_Objective_
Pull out each row that contains the string "wire" and copy it in full.

_Records for this task_

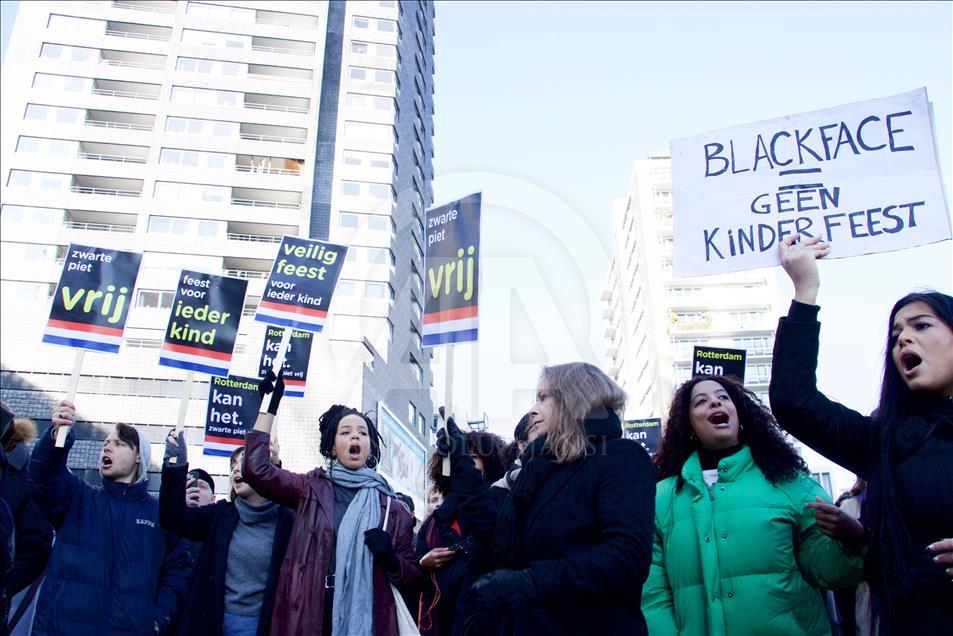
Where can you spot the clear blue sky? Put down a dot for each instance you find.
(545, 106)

* * *

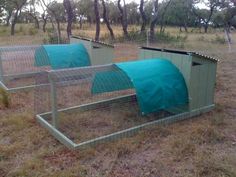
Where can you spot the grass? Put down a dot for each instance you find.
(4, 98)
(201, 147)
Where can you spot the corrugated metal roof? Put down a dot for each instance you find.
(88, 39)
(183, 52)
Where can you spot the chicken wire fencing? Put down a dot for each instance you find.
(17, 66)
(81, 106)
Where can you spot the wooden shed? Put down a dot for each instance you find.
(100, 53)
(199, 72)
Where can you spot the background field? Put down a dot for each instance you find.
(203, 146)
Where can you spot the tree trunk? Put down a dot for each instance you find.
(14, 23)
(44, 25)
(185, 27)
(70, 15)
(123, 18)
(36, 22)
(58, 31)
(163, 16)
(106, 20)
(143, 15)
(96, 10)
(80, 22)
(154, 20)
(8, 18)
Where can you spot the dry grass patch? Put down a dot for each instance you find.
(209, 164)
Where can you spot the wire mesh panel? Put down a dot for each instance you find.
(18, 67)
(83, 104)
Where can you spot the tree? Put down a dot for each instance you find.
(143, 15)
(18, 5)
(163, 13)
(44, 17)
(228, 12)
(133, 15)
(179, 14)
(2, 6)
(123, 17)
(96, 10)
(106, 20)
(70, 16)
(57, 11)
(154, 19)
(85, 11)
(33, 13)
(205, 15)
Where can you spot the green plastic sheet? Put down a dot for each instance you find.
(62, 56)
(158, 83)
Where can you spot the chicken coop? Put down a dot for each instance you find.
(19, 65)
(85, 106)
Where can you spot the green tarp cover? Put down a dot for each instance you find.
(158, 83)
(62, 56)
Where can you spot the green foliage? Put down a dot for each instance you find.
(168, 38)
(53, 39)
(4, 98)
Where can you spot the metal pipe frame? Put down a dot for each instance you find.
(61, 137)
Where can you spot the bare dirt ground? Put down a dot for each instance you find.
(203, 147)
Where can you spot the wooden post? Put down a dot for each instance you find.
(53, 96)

_Final answer_
Where can you spot the chicken wire fencing? Put down a dot for each instance you find.
Where can you spot the wire mesh panel? Put down a dot for each instance you find.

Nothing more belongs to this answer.